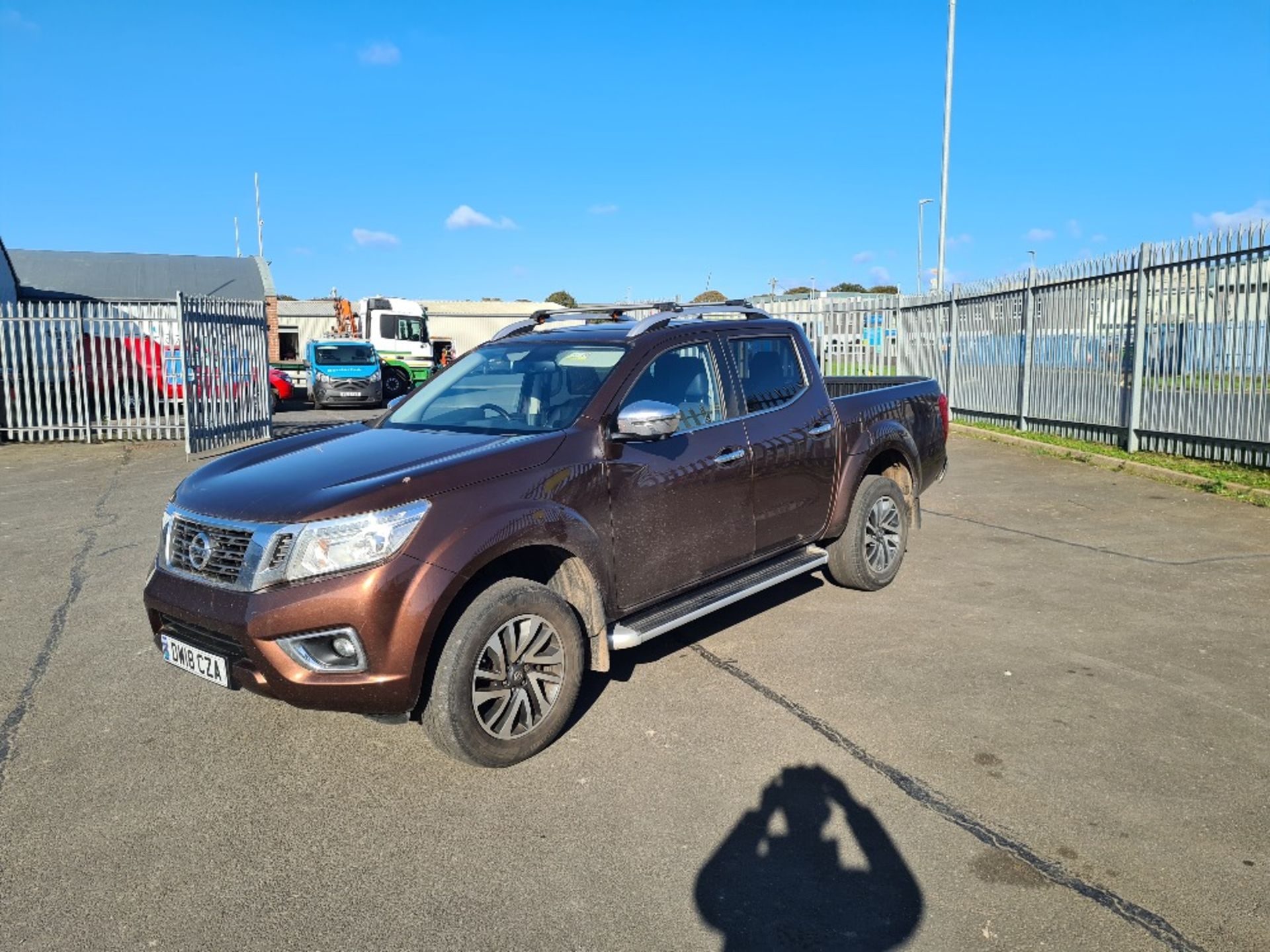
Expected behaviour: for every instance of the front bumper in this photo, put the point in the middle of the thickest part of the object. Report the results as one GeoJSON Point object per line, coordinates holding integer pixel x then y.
{"type": "Point", "coordinates": [394, 607]}
{"type": "Point", "coordinates": [334, 395]}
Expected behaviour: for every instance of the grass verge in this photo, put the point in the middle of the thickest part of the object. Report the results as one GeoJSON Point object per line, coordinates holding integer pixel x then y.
{"type": "Point", "coordinates": [1249, 484]}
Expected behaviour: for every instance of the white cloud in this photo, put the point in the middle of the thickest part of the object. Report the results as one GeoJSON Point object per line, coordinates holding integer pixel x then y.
{"type": "Point", "coordinates": [380, 55]}
{"type": "Point", "coordinates": [468, 218]}
{"type": "Point", "coordinates": [12, 19]}
{"type": "Point", "coordinates": [1257, 211]}
{"type": "Point", "coordinates": [375, 239]}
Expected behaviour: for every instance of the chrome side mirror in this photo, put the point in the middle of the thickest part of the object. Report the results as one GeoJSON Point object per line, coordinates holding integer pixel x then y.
{"type": "Point", "coordinates": [648, 419]}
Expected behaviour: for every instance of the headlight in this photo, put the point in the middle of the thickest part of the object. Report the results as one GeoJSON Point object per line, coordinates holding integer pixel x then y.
{"type": "Point", "coordinates": [352, 542]}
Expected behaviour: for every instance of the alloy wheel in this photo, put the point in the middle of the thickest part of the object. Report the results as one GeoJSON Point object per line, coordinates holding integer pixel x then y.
{"type": "Point", "coordinates": [519, 677]}
{"type": "Point", "coordinates": [882, 535]}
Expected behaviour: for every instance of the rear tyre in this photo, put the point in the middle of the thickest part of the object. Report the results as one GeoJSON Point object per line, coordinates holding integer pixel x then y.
{"type": "Point", "coordinates": [869, 554]}
{"type": "Point", "coordinates": [508, 676]}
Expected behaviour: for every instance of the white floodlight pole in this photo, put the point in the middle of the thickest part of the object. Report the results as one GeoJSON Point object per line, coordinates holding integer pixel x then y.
{"type": "Point", "coordinates": [948, 121]}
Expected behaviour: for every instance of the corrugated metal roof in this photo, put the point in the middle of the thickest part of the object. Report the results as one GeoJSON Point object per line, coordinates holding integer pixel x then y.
{"type": "Point", "coordinates": [316, 307]}
{"type": "Point", "coordinates": [486, 309]}
{"type": "Point", "coordinates": [114, 276]}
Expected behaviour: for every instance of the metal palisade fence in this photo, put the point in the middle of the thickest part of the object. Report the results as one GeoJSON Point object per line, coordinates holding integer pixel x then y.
{"type": "Point", "coordinates": [1164, 348]}
{"type": "Point", "coordinates": [226, 372]}
{"type": "Point", "coordinates": [103, 371]}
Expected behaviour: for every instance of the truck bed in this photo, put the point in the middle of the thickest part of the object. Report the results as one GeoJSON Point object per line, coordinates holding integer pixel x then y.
{"type": "Point", "coordinates": [849, 386]}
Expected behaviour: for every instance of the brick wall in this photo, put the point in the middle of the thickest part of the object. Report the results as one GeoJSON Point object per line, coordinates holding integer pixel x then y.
{"type": "Point", "coordinates": [271, 319]}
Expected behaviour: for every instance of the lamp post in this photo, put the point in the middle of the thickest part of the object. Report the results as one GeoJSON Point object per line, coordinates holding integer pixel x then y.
{"type": "Point", "coordinates": [921, 208]}
{"type": "Point", "coordinates": [948, 121]}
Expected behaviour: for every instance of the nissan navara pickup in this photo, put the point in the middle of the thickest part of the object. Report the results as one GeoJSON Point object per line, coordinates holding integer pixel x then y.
{"type": "Point", "coordinates": [582, 483]}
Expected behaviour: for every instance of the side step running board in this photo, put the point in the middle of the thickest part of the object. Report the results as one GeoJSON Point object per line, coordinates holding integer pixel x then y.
{"type": "Point", "coordinates": [638, 629]}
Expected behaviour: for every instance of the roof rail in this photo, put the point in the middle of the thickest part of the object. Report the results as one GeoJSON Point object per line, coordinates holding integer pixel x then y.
{"type": "Point", "coordinates": [663, 313]}
{"type": "Point", "coordinates": [599, 314]}
{"type": "Point", "coordinates": [698, 311]}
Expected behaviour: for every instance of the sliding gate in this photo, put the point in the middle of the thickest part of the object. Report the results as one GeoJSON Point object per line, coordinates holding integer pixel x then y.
{"type": "Point", "coordinates": [193, 370]}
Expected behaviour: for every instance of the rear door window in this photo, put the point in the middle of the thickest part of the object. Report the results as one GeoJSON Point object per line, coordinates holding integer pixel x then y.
{"type": "Point", "coordinates": [771, 372]}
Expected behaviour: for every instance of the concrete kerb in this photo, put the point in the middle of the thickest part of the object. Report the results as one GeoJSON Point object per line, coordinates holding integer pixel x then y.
{"type": "Point", "coordinates": [1111, 462]}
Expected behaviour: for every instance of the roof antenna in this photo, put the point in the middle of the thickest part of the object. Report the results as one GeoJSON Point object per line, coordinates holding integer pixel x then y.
{"type": "Point", "coordinates": [259, 221]}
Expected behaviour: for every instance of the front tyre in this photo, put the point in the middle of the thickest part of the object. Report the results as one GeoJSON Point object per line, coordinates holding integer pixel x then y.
{"type": "Point", "coordinates": [396, 383]}
{"type": "Point", "coordinates": [869, 554]}
{"type": "Point", "coordinates": [508, 676]}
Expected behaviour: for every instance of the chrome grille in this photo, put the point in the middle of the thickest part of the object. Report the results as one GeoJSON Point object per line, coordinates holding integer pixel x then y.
{"type": "Point", "coordinates": [229, 550]}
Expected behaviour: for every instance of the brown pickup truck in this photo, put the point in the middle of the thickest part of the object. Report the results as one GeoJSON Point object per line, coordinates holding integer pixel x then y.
{"type": "Point", "coordinates": [579, 484]}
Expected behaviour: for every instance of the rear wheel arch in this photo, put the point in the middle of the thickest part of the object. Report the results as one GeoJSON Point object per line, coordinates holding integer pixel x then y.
{"type": "Point", "coordinates": [893, 462]}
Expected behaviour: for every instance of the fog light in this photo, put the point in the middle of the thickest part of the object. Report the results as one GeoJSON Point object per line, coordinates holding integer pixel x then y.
{"type": "Point", "coordinates": [335, 651]}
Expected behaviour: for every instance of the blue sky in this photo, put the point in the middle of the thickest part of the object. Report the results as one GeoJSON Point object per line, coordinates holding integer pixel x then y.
{"type": "Point", "coordinates": [509, 149]}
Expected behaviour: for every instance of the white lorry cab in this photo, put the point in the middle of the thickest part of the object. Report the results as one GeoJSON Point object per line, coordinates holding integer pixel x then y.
{"type": "Point", "coordinates": [398, 328]}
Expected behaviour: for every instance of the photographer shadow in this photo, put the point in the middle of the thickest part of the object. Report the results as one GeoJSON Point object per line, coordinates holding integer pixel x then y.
{"type": "Point", "coordinates": [766, 889]}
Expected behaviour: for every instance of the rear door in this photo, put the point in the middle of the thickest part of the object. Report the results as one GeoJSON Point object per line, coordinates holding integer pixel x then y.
{"type": "Point", "coordinates": [793, 437]}
{"type": "Point", "coordinates": [683, 508]}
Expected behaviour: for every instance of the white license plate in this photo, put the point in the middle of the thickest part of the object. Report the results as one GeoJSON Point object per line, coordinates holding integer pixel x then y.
{"type": "Point", "coordinates": [200, 663]}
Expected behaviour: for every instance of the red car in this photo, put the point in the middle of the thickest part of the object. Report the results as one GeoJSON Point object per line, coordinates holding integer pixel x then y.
{"type": "Point", "coordinates": [281, 387]}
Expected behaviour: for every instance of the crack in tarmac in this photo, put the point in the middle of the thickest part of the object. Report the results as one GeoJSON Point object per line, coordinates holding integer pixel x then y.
{"type": "Point", "coordinates": [933, 800]}
{"type": "Point", "coordinates": [1099, 549]}
{"type": "Point", "coordinates": [58, 623]}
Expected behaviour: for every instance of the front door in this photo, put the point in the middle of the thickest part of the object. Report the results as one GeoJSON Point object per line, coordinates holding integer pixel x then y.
{"type": "Point", "coordinates": [683, 508]}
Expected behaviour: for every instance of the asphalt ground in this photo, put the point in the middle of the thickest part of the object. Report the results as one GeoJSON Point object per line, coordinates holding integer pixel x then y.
{"type": "Point", "coordinates": [1049, 733]}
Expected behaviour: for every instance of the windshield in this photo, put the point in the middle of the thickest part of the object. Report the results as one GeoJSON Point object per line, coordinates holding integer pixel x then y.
{"type": "Point", "coordinates": [346, 354]}
{"type": "Point", "coordinates": [515, 389]}
{"type": "Point", "coordinates": [398, 327]}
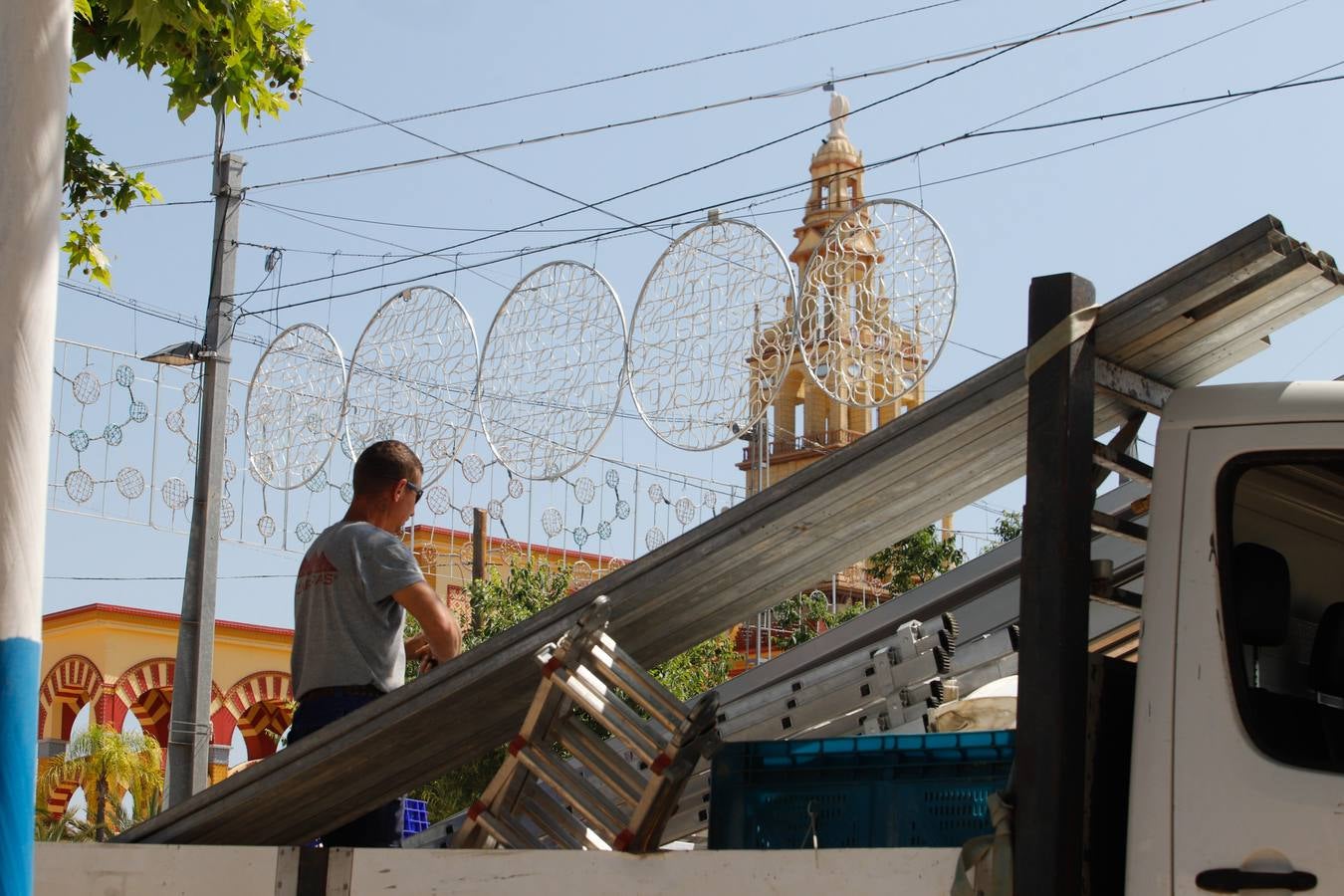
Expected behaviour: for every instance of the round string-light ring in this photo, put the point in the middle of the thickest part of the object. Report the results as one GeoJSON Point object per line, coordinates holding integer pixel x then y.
{"type": "Point", "coordinates": [876, 303]}
{"type": "Point", "coordinates": [711, 336]}
{"type": "Point", "coordinates": [413, 377]}
{"type": "Point", "coordinates": [295, 407]}
{"type": "Point", "coordinates": [553, 369]}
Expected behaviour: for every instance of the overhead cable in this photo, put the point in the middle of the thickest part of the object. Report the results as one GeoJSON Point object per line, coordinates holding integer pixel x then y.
{"type": "Point", "coordinates": [722, 104]}
{"type": "Point", "coordinates": [578, 85]}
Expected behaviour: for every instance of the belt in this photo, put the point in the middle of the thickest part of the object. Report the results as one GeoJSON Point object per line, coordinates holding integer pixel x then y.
{"type": "Point", "coordinates": [342, 691]}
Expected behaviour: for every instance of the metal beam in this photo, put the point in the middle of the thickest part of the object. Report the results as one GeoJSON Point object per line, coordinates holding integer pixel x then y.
{"type": "Point", "coordinates": [1117, 462]}
{"type": "Point", "coordinates": [1132, 387]}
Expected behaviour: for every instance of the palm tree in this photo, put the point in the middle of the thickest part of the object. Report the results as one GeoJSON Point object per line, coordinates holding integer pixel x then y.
{"type": "Point", "coordinates": [108, 764]}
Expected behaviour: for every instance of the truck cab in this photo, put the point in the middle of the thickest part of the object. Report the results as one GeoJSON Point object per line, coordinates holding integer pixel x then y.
{"type": "Point", "coordinates": [1236, 776]}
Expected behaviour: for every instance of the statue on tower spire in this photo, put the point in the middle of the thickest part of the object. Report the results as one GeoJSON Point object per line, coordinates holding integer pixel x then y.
{"type": "Point", "coordinates": [839, 114]}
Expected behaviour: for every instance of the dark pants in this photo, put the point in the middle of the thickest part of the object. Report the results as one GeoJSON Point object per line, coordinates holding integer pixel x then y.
{"type": "Point", "coordinates": [383, 825]}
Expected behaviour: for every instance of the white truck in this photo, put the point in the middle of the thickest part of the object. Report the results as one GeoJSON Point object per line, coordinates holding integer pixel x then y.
{"type": "Point", "coordinates": [1213, 765]}
{"type": "Point", "coordinates": [1236, 776]}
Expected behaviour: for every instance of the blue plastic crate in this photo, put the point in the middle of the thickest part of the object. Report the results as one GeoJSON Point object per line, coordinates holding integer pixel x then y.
{"type": "Point", "coordinates": [887, 790]}
{"type": "Point", "coordinates": [414, 817]}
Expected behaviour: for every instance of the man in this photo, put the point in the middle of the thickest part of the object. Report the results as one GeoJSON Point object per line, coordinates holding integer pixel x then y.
{"type": "Point", "coordinates": [355, 585]}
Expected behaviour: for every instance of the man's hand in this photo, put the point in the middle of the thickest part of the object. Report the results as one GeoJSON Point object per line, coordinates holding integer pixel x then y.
{"type": "Point", "coordinates": [442, 639]}
{"type": "Point", "coordinates": [417, 648]}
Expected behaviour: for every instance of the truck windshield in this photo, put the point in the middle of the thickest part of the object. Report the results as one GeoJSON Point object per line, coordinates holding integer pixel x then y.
{"type": "Point", "coordinates": [1281, 551]}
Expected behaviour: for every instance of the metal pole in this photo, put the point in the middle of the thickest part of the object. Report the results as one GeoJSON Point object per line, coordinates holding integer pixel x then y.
{"type": "Point", "coordinates": [1055, 581]}
{"type": "Point", "coordinates": [188, 729]}
{"type": "Point", "coordinates": [34, 87]}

___

:: DO THIS ::
Render the lines starting at the one that contains "Expected behaviour: for every instance of the man in" and ending at the last line of the rows as a Markdown table with two columns, Num and Entry, leaving out blank lines.

:: ANSWER TO THIS TASK ::
| Num | Entry |
|---|---|
| 1 | Expected behaviour: for every instance of the man in this photo, put the point in the middle of the thickest part of the object. Report the results as one GeoJSON Point object per line, coordinates holding integer pixel x then y. |
| 2 | {"type": "Point", "coordinates": [355, 585]} |
| 3 | Expected behaviour: for every instance of the man's hand in this photo, put the point in the middle of the thickest part of the object. Report the results as one GeoJSON Point object per line, coordinates holding integer pixel x then y. |
| 4 | {"type": "Point", "coordinates": [442, 639]} |
| 5 | {"type": "Point", "coordinates": [417, 648]} |
| 6 | Expected behaviour: for every instance of the truck windshield in this photo, put the point in the middle of the thickest part of the object. Report the results as one GeoJSON Point object per line, coordinates holding integer pixel x then y. |
| 7 | {"type": "Point", "coordinates": [1281, 551]} |
| 8 | Expected behaviour: for every instance of the metal pole in this photo, put the point in the middle of the thickest part of the object. Report the results as one GeoJSON Point object per line, coordinates holding integer pixel x then y. |
| 9 | {"type": "Point", "coordinates": [1055, 581]} |
| 10 | {"type": "Point", "coordinates": [188, 729]} |
| 11 | {"type": "Point", "coordinates": [34, 87]} |